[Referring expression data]
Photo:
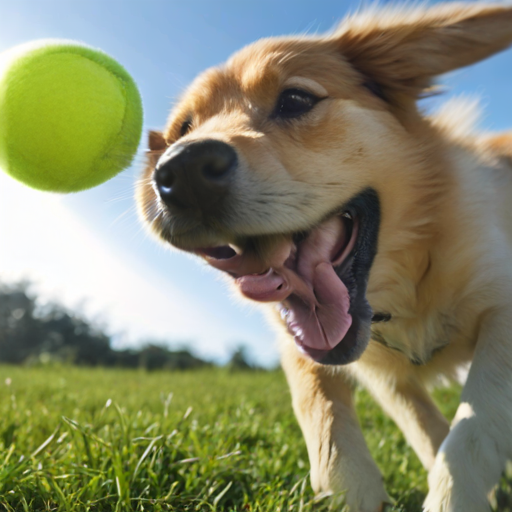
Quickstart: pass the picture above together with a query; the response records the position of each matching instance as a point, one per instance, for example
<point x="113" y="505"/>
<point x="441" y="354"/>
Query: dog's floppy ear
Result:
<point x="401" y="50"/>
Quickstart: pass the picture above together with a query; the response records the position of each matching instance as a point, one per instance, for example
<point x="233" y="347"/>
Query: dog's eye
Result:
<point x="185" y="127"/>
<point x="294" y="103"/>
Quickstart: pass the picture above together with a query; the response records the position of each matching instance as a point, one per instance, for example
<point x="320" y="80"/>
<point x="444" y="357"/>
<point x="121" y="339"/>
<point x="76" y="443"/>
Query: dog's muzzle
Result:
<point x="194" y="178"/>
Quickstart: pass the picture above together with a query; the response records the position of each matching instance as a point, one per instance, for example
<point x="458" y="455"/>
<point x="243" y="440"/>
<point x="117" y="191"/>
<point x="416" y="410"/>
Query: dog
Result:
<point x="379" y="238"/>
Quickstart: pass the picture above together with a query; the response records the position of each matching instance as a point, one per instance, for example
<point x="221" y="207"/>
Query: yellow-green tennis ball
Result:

...

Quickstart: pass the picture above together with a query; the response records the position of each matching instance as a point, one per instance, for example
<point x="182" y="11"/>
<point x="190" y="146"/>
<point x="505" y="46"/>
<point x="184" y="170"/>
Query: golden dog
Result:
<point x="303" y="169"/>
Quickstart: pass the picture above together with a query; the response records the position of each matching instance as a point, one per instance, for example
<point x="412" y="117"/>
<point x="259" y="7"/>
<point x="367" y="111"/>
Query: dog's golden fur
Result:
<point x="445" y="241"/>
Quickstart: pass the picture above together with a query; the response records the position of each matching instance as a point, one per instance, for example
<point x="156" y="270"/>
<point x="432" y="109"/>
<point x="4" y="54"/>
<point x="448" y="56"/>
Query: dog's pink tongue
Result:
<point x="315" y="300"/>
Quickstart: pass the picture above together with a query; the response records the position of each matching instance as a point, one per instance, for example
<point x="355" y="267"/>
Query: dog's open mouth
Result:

## Work to complete
Lines in the entries above that hold "golden" should be counted; give only that count.

## Answer to the exercise
2